- EXTRACTED ENTRIES -
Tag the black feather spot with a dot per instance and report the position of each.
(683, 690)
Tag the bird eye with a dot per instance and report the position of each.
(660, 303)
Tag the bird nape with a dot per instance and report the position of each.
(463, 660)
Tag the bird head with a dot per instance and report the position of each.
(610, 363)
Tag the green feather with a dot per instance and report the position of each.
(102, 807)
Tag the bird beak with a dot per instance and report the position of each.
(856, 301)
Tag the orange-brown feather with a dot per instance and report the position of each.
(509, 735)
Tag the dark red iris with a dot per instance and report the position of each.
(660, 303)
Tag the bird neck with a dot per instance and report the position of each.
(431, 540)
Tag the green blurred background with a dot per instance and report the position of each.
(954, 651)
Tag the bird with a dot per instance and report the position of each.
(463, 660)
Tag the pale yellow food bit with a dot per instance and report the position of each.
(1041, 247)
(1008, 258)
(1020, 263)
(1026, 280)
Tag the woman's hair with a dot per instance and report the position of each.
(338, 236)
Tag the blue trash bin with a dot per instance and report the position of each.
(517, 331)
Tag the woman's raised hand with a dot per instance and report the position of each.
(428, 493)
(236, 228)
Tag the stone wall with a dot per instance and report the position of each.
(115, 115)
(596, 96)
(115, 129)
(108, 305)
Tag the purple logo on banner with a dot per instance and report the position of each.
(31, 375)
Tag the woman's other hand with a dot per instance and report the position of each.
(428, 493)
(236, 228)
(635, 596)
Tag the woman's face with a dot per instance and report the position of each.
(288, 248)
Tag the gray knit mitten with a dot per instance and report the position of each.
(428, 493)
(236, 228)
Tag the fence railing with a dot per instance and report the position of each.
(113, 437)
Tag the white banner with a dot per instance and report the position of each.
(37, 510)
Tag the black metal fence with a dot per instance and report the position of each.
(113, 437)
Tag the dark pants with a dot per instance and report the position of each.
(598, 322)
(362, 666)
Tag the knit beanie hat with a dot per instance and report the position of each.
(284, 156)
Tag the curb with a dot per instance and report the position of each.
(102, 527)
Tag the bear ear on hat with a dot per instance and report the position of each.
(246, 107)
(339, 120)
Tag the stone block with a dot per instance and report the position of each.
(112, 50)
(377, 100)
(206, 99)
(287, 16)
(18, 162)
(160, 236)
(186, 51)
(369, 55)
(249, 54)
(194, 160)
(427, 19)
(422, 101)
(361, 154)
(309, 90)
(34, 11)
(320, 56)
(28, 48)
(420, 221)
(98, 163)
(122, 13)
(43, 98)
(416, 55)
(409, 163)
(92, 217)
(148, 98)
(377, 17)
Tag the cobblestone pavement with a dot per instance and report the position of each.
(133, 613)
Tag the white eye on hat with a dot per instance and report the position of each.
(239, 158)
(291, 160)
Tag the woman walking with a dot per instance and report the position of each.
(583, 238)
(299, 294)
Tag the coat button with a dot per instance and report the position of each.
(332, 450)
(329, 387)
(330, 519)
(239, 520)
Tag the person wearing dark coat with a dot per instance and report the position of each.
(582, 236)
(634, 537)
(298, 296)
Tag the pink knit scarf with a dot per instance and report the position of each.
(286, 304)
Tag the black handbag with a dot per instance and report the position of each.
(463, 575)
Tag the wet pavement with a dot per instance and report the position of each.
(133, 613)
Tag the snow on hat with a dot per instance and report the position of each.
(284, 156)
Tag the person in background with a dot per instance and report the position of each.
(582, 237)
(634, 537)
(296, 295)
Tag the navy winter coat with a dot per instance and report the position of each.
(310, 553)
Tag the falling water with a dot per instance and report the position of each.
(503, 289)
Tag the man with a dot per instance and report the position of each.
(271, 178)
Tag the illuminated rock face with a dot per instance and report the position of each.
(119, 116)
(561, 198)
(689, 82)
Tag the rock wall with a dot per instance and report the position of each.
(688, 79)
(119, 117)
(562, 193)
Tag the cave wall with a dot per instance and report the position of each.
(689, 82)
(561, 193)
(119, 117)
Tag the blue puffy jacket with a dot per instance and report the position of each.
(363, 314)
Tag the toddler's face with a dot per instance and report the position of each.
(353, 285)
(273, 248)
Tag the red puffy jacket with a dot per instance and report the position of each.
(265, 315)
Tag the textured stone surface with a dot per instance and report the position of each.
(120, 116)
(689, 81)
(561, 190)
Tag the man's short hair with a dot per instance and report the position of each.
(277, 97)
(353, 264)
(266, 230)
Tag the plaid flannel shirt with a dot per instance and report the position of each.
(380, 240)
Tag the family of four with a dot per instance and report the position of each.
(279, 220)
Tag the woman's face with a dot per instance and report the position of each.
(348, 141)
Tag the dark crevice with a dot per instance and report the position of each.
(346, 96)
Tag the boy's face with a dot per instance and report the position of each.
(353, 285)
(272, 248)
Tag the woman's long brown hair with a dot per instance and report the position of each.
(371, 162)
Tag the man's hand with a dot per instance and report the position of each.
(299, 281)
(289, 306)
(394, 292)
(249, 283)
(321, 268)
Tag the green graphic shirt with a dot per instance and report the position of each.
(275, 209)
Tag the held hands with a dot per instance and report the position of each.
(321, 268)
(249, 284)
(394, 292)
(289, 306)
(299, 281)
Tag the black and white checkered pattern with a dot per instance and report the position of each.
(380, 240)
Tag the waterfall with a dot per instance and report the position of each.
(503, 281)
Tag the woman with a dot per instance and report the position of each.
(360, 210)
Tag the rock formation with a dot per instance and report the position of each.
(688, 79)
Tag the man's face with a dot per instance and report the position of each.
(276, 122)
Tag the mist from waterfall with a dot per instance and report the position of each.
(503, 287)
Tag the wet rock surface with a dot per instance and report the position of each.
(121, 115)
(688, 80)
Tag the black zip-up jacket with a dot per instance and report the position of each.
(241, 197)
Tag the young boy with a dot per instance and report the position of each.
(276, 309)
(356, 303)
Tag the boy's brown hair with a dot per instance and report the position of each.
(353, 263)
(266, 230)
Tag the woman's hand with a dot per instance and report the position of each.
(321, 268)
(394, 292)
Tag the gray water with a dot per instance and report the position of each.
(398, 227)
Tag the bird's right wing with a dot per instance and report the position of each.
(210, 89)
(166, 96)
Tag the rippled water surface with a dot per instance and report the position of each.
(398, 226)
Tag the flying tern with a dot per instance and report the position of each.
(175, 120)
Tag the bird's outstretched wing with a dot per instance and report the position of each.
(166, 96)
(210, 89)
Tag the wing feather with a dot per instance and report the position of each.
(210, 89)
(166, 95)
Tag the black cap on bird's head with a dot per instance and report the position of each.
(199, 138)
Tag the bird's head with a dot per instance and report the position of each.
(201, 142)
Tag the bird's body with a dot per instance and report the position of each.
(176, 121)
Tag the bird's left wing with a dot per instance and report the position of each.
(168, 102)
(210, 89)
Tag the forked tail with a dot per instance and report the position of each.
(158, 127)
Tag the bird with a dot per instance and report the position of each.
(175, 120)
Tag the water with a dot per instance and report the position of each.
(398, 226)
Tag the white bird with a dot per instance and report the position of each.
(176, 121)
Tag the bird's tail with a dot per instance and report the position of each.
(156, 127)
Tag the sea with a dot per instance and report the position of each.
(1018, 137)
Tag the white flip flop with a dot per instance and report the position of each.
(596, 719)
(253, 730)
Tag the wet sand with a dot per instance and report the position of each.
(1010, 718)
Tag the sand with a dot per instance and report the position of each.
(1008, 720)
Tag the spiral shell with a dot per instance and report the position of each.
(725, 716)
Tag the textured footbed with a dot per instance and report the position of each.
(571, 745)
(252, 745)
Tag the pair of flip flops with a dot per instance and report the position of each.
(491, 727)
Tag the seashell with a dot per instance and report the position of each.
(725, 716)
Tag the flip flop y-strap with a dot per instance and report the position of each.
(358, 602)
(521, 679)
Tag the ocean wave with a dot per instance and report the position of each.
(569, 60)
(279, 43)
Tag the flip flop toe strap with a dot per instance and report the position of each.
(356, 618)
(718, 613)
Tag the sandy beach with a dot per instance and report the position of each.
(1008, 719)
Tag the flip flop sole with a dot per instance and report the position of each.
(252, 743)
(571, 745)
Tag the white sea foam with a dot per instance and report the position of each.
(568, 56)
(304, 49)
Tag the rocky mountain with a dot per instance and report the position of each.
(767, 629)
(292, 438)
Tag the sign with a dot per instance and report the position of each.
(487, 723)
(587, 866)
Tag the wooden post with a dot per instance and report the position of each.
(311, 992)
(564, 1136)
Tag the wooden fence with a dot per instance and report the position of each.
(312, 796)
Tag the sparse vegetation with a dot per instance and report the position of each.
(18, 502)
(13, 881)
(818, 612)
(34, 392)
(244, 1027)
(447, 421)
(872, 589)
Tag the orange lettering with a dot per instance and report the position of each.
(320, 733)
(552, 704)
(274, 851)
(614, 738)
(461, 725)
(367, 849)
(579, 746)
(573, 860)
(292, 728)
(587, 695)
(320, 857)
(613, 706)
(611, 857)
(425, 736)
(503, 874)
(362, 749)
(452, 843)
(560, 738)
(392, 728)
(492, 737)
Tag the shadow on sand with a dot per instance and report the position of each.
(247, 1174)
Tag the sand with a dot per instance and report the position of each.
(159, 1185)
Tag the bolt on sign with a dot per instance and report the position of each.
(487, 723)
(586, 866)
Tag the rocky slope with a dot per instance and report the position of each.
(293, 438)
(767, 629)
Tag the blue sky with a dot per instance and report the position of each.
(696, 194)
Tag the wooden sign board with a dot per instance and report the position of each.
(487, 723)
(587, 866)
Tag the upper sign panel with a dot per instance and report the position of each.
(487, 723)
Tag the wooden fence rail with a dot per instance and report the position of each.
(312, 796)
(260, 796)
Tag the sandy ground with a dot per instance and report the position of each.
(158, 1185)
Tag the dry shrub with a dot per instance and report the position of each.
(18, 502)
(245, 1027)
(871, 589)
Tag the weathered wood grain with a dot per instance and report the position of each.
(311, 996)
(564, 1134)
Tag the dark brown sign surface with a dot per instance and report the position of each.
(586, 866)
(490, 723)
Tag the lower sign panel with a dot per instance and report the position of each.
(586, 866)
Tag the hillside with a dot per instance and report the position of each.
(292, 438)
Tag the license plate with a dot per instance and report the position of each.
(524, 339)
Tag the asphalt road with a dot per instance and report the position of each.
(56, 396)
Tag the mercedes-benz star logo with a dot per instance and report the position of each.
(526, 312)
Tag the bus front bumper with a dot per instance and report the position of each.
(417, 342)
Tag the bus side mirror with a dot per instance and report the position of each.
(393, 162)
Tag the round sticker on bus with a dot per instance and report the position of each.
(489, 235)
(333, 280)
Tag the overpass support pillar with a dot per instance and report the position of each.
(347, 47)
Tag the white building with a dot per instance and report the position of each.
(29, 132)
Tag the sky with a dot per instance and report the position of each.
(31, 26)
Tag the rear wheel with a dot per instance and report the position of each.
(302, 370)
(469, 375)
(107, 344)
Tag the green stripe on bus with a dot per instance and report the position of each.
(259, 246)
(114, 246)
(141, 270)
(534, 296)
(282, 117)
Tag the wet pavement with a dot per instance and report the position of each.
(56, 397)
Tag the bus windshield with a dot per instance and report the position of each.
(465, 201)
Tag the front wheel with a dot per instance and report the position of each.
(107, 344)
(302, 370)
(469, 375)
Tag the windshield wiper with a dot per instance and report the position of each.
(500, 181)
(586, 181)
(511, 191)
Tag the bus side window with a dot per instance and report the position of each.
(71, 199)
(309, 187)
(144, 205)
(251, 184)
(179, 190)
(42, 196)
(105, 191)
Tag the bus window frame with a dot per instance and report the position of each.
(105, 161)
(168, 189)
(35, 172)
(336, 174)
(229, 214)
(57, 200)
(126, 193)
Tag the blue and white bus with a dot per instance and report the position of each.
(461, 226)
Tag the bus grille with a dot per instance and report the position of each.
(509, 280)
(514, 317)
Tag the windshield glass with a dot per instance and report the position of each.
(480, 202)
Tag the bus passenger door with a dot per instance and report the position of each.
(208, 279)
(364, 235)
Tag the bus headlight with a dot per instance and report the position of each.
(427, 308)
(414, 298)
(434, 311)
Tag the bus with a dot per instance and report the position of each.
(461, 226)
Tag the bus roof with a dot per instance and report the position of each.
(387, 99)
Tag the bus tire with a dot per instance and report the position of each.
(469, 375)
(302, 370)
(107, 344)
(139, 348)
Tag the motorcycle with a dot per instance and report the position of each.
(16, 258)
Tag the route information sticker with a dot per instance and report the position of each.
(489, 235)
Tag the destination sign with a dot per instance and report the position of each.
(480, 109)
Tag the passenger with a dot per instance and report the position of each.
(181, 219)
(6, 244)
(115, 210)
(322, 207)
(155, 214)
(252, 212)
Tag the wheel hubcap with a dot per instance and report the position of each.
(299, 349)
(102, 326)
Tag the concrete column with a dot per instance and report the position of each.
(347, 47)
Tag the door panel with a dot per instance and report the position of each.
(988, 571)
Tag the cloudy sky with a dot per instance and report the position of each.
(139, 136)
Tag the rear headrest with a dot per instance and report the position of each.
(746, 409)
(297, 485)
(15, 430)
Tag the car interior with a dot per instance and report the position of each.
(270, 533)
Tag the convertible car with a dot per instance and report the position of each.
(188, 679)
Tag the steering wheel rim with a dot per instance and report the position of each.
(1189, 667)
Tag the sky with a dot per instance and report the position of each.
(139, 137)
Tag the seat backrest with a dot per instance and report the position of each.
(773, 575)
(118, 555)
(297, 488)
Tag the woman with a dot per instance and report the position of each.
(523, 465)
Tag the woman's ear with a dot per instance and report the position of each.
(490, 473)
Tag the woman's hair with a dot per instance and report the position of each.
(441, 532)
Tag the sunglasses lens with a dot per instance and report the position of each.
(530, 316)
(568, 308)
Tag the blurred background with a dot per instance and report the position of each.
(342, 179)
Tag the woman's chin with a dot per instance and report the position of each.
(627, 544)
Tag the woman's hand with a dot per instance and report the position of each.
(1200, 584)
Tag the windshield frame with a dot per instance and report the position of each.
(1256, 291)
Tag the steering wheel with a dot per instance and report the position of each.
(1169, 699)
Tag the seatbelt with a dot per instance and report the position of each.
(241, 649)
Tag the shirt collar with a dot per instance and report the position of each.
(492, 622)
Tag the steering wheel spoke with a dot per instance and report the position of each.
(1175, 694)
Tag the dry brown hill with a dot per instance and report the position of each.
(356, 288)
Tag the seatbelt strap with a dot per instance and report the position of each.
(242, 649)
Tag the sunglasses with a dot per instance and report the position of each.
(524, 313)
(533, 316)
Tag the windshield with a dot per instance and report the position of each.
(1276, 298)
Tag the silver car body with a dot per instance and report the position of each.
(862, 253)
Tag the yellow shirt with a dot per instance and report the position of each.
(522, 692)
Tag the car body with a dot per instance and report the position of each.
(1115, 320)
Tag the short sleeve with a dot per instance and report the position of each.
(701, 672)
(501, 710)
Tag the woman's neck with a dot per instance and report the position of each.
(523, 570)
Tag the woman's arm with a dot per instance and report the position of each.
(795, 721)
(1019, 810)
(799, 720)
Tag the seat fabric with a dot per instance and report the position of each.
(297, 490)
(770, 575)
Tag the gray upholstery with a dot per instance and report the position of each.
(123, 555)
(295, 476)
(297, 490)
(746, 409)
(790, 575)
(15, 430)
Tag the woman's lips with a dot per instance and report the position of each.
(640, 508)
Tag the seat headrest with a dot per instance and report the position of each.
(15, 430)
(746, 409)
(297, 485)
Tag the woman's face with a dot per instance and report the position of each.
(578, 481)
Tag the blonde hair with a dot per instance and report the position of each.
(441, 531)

- TASK DETAILS -
Your answer must be the line with "Tag the seat fabric" and all lines after it through the final line of the entries, copied exactly and with nothing added.

- YOUR SOLUTION -
Tag the seat fabric with a dot per instance and report the position of each.
(297, 490)
(770, 575)
Tag the gray upholstery with a dot per instance and report the position of each.
(123, 555)
(295, 476)
(297, 490)
(746, 409)
(790, 575)
(15, 430)
Tag the woman's lips with a dot per instance and report the position of each.
(640, 508)
Tag the seat headrest with a dot per instance and report the position of each.
(15, 430)
(746, 409)
(297, 485)
Tag the woman's face with a dot per instance and report the position of each.
(578, 481)
Tag the blonde hair with a dot per instance and report the position of each.
(441, 531)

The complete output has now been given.